──────── SUPPLIED TEXT

In this issue of Nature Metabolism, we begin our three-part series profiling early-career investigators (L. Finley and L. Kazak, Nat. Metab. https://doi.org/10.1038/s42255-020-0221-x; 2020). Their career journeys, like those of all other scientists, have been interrupted by the SARS-CoV-2 outbreak. How can we begin to tally the costs of a generational event such as this? Months of restricted laboratory access, travel bans and cancelled conferences, as well as the emotional toll of quarantine on scientists, will have unimaginable ramifications for our scientific community for years to come.

These years will be marked by loss. The lives that we have lost to COVID-19 in our scientific, medical and global communities have already been tremendous. Yet, an unspoken cost of the ensuing chaos lies in what is lost for researchers of all stages: missing data from submitted manuscripts and grant proposals; missing students and trainees as a result of travel restrictions; and missing funding because of a looming global economic downturn.

Early-career investigators, however, are a particularly vulnerable group. They, along with senior postdocs, are under tremendous pressure to produce data and papers, to network and establish name recognition, and to secure funding. Our current funding and institutional infrastructures lack the safeguards for early-stage investigators and senior postdocs necessary to account for force majeure, such as a plague. Although established labs may weather fluctuations in funding, personnel and publications, new labs have always had to make do with less, and many will undoubtedly lack the resources and flexibility to endure a disruption on this scale. Moreover, groups that historically lack access to resources, particularly those led by investigators from gender, sexual and racial minorities, risk losing hard-fought gains in parity and representation, the effects of which we are already beginning to ascertain from emerging data (S. E. Acton, A. J. D. Bell, C. P. Toseland and A. Twelvetrees, eLife 8, e46827; 2019 and https://www.natureindex.com/news-blog/decline-women-scientist-research-publishing-production-coronavirus-pandemic).

────────────────
──────── DATA EXTRACT

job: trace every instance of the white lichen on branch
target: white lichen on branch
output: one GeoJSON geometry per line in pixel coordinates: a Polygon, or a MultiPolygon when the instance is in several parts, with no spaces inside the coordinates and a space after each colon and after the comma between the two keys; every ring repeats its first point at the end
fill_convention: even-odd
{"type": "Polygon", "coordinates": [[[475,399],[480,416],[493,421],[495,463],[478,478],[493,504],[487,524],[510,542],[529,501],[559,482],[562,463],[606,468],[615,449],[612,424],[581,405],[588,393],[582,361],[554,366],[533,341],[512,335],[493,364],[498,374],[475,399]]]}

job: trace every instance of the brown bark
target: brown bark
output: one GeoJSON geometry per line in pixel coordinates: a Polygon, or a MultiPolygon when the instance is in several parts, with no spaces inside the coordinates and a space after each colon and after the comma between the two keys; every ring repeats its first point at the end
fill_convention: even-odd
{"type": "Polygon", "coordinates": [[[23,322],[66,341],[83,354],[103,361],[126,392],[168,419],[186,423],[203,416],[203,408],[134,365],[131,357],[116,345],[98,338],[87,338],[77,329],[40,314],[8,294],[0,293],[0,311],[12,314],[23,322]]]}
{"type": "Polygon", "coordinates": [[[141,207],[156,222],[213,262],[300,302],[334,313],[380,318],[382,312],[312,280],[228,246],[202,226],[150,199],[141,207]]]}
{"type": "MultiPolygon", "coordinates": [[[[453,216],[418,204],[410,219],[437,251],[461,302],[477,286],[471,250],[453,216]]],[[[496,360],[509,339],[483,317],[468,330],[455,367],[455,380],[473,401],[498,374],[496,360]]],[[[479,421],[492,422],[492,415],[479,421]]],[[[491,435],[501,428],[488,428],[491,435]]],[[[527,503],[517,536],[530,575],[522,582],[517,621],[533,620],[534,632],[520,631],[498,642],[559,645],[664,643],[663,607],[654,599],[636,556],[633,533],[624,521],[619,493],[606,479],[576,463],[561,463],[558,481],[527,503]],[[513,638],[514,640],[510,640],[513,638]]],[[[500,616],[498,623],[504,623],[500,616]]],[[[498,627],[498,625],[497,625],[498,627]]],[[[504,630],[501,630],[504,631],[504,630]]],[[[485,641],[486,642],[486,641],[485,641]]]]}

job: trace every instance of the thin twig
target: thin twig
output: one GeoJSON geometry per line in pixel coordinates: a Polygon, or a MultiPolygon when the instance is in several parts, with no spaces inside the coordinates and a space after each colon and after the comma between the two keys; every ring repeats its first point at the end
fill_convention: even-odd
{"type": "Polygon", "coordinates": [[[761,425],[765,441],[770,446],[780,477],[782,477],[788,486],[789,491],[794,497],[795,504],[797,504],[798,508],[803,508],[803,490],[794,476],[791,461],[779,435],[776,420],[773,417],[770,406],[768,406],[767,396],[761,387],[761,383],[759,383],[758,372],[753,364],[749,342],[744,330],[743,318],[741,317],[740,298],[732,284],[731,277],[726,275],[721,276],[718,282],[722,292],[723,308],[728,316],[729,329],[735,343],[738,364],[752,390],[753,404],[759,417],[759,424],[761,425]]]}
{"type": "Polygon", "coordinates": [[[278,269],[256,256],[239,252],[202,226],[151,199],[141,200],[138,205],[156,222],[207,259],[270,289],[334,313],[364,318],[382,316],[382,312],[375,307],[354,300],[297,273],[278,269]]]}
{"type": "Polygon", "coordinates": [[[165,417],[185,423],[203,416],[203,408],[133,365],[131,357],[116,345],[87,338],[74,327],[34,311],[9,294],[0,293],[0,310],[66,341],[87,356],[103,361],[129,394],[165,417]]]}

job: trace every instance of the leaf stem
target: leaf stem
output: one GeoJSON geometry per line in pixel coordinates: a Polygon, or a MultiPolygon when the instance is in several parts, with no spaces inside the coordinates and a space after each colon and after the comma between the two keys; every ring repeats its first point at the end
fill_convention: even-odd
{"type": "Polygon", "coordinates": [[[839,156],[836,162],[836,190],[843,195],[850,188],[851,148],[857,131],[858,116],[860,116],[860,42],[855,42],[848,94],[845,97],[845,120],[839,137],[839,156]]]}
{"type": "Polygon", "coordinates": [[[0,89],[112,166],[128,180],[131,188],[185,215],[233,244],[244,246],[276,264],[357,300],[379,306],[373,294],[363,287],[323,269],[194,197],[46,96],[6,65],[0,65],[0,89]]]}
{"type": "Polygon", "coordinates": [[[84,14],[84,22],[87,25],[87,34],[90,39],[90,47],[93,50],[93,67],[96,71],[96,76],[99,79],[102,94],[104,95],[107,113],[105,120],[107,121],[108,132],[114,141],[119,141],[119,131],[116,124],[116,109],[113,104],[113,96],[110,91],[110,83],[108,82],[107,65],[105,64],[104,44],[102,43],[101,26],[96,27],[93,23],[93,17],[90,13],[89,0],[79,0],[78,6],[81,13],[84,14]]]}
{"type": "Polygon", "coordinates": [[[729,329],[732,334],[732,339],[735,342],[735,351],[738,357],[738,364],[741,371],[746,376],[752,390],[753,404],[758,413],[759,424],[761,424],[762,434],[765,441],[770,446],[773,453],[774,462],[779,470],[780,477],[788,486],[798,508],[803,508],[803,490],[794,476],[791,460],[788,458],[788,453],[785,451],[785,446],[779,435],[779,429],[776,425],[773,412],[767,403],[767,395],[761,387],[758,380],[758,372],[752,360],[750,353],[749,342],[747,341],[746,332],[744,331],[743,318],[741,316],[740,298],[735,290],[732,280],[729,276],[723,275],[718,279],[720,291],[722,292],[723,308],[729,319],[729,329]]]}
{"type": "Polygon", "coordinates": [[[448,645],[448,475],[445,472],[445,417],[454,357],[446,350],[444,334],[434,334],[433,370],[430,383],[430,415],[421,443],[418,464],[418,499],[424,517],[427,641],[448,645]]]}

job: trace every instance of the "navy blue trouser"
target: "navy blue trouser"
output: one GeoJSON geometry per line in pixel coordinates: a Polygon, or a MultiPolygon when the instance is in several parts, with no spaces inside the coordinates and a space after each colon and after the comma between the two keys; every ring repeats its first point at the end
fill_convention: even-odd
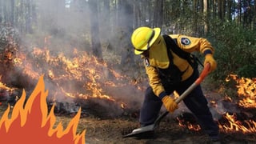
{"type": "MultiPolygon", "coordinates": [[[[197,78],[198,78],[198,70],[195,70],[191,77],[187,80],[177,85],[168,85],[162,82],[166,92],[168,94],[176,90],[182,94],[197,78]]],[[[212,114],[207,106],[208,102],[205,98],[200,85],[198,86],[190,94],[183,99],[187,108],[196,116],[198,122],[202,130],[210,136],[218,134],[218,126],[214,122],[212,114]]],[[[162,102],[157,97],[150,86],[149,86],[145,94],[144,102],[142,103],[139,122],[142,126],[146,126],[154,123],[158,116],[162,102]]]]}

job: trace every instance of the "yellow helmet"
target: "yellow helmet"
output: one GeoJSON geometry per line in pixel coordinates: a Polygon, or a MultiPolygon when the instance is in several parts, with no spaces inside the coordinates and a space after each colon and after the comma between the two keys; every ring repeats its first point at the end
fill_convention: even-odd
{"type": "Polygon", "coordinates": [[[134,46],[134,54],[141,54],[148,50],[160,35],[161,29],[157,27],[139,27],[131,35],[131,42],[134,46]]]}

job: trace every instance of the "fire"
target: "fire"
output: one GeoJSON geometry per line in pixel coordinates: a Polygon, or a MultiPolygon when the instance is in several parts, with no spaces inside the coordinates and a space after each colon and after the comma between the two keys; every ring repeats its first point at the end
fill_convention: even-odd
{"type": "Polygon", "coordinates": [[[81,109],[65,130],[61,122],[54,126],[54,106],[48,114],[46,101],[48,90],[44,90],[43,76],[41,76],[26,102],[26,92],[23,90],[12,110],[10,118],[10,108],[8,106],[0,120],[1,143],[85,143],[86,130],[81,134],[76,134],[81,109]]]}
{"type": "Polygon", "coordinates": [[[225,132],[239,131],[242,133],[255,133],[256,132],[256,122],[253,120],[246,120],[241,122],[237,120],[235,114],[229,114],[226,113],[225,118],[229,122],[228,124],[223,126],[220,125],[219,127],[225,132]]]}
{"type": "Polygon", "coordinates": [[[242,98],[238,104],[242,107],[256,107],[256,78],[239,78],[238,75],[230,74],[230,78],[237,82],[238,94],[242,98]]]}
{"type": "MultiPolygon", "coordinates": [[[[239,78],[238,75],[230,74],[226,81],[230,81],[230,78],[237,83],[238,95],[241,98],[238,102],[238,105],[242,109],[254,109],[256,107],[256,78],[239,78]]],[[[235,113],[232,114],[226,113],[223,118],[227,121],[227,123],[219,124],[219,128],[224,132],[256,132],[256,122],[254,120],[238,120],[235,113]]]]}

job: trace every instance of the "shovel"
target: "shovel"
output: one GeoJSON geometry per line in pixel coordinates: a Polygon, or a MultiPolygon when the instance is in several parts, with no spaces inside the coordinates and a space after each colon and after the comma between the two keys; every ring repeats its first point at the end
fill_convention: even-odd
{"type": "MultiPolygon", "coordinates": [[[[207,76],[210,70],[210,63],[207,63],[204,69],[202,70],[200,76],[198,78],[198,79],[195,80],[195,82],[189,87],[187,88],[182,95],[180,95],[176,100],[175,102],[178,104],[182,100],[183,100],[196,86],[198,86],[202,81],[207,76]]],[[[131,133],[124,135],[122,138],[128,138],[128,137],[134,137],[136,135],[140,134],[145,134],[149,132],[154,131],[159,125],[160,121],[167,114],[169,114],[169,111],[166,111],[162,113],[161,115],[158,117],[158,118],[154,121],[154,122],[151,125],[140,127],[138,129],[134,129],[131,133]]]]}

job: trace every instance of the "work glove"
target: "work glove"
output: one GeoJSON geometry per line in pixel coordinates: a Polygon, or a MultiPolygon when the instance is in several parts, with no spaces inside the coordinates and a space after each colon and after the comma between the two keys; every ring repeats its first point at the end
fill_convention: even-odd
{"type": "Polygon", "coordinates": [[[209,72],[214,71],[216,67],[217,67],[217,62],[214,60],[213,54],[207,54],[205,57],[205,62],[204,62],[204,66],[206,66],[207,63],[210,63],[210,70],[209,72]]]}
{"type": "Polygon", "coordinates": [[[178,109],[178,104],[175,102],[174,99],[168,95],[163,97],[162,98],[162,102],[166,110],[170,113],[173,113],[176,109],[178,109]]]}

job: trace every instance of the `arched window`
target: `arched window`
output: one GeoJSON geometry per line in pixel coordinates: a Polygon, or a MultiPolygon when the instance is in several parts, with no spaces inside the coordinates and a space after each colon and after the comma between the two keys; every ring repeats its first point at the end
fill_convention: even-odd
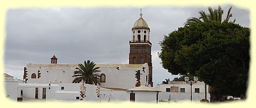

────────────────

§ **ACTIONS TO TAKE**
A) In the text on the pandemic and early-career scientists, shorten the paragraph beginning "These years will be marked by loss" into a brief bulleted list that keeps its main facts.
B) Go on with the text on the pandemic and early-career scientists, picking up after its final sentence.

§ **RESULTS FOR THE EXERCISE**
A)
- These years will be marked by loss.
- COVID-19 has already taken a tremendous number of lives in scientific, medical and global communities.
- An unspoken cost for researchers at all stages is what they lose amid the chaos:
  - data missing from submitted manuscripts and grant proposals
  - students and trainees kept away by travel restrictions
  - funding at risk from a looming global economic downturn

B)
If we can glean anything from the narratives of the six featured early-stage investigators, it is that, although tight budgets, looming deadlines and bare-bones personnel are nothing new to research, a pandemic brings a new set of challenges that will require a new set of solutions.

Publications are a cornerstone of scientific career progression, and we, along with many other journals, have waived deadlines, extended revision periods and taken a pragmatic approach to our editorial instructions to account for inevitable disruptions in manuscript preparation, experiments and data collection. As global economies sputter, the budgets of universities and funding agencies will become pinched. Fellowships for postdocs and funding packages for early-career investigators should be extended to account for this ‘lost year.’ Long-term departmental recruiting targets cannot be abandoned, and current and near-future vacancies should continue to be filled and funded. Tenure consideration periods also must reflect potential disruptions in lab productivity and be extended.

This effort will require a coordinated and multifactorial approach, and although some solutions, such as extending deadlines or promotion periods, will have few budgetary effects, the most impactful of these solutions will require a reassessment of fund allocation for departments at a time when shortfalls are expected. The fiscal inroads painstakingly made by the scientific community over the past 30 years are at risk. To cede ground at a time when scientific research is predicting, discovering, modelling and providing concrete clinical solutions for the COVID-19 pandemic would leave our global society ill prepared for future crises that require the full mobilization of our collective scientific resources.

In times such as these, when the best minds are needed to work towards solving the coming problems, we cannot allow this global disruption to squeeze a generation of scientists out of academia. Scientists in all stages of their careers bring more than knowledge and expertise—they bring invaluable insight that has been uniquely moulded by personal circumstances, which allows them to approach problems differently and see novel solutions.

This may not be the last pandemic of our lifetimes, but we will need the next generation of our best and brightest at the helm to guide us through the unknown challenges of the future.